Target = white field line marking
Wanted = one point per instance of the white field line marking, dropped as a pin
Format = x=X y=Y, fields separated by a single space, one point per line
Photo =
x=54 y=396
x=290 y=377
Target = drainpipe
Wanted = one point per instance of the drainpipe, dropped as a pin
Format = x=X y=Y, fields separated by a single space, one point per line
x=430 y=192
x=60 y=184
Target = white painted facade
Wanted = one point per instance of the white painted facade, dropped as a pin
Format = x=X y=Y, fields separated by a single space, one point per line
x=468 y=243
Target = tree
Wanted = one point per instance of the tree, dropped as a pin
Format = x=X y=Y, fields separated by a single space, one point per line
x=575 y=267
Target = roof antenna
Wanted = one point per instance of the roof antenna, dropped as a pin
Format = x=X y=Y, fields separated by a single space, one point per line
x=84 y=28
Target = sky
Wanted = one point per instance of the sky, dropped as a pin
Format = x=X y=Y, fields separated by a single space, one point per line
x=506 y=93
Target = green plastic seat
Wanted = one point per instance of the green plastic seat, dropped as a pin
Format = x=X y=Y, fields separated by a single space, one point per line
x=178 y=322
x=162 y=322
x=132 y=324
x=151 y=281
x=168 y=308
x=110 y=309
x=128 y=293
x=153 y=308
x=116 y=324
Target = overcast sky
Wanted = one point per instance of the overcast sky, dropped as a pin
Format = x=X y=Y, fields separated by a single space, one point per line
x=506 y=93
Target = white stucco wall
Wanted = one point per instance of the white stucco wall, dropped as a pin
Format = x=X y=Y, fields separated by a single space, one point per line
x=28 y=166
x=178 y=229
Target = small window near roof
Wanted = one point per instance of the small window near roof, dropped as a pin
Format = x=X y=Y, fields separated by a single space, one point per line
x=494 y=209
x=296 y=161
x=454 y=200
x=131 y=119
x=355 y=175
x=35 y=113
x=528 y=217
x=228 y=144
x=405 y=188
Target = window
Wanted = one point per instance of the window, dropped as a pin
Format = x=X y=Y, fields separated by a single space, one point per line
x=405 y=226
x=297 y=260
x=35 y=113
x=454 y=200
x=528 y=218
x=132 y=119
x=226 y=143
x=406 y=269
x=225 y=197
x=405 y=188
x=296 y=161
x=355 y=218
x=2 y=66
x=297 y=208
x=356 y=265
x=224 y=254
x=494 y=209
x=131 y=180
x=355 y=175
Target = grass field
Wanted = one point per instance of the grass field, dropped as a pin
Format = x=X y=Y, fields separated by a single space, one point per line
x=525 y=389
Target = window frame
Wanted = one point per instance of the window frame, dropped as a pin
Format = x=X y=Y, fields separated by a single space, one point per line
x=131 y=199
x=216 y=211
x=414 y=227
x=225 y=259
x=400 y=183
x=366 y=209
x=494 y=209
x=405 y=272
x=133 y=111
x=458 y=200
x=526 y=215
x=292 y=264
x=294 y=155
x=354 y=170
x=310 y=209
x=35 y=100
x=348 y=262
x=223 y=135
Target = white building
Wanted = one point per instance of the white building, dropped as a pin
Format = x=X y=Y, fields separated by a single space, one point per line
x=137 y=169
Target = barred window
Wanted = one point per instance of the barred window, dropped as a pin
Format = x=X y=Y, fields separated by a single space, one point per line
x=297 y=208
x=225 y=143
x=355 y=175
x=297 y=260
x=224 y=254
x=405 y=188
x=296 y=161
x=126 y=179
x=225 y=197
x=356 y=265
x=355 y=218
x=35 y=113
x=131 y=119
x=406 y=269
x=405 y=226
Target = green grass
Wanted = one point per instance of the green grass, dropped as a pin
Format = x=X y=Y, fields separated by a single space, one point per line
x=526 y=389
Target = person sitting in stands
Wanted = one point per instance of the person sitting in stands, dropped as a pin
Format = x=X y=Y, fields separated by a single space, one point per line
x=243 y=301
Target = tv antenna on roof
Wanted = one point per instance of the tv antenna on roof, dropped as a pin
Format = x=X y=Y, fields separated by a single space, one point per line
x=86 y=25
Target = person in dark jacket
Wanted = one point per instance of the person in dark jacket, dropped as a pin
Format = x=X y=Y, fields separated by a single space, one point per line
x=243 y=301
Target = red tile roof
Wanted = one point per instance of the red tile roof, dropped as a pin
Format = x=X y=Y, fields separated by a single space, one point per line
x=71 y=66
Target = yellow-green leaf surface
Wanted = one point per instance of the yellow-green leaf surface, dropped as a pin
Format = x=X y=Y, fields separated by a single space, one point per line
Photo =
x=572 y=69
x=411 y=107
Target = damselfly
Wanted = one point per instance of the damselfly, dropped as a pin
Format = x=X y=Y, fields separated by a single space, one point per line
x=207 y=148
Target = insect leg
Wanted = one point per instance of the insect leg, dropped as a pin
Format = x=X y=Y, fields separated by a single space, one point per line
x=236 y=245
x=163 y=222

■ ■ ■

Write out each line exactly, beginning at the one with "Target = tv antenna on roof" and ending at the final line of the records above, with nothing added.

Target = tv antenna on roof
Wanted = one point per instance of the tv antenna on roof, dropped as a pin
Format = x=X y=Y, fields separated by a single space, one point per line
x=86 y=25
Target = person in dark jacket
Wanted = one point per instance of the person in dark jacket, dropped as a pin
Format = x=X y=Y, fields separated by a single space, one point per line
x=243 y=301
Target = red tile roof
Wanted = one point per instance of the red tile roof, dropped as a pin
Format = x=X y=Y, fields separated by a single space, one point per line
x=71 y=66
Target = yellow-green leaf surface
Wanted = one point per instance of the yellow-green leaf surface, dropped as a pin
Format = x=X y=Y, fields separated by a single space, one point per line
Photo =
x=572 y=69
x=411 y=107
Target = damselfly
Wanted = one point per instance of the damselfly, dropped as a pin
Format = x=X y=Y, fields separated by a single space, one point per line
x=207 y=148
Target = insect leg
Wanted = one point per instance of the insect leg, dropped as a pin
Format = x=X y=Y, fields separated by a single space, one point per line
x=236 y=245
x=163 y=222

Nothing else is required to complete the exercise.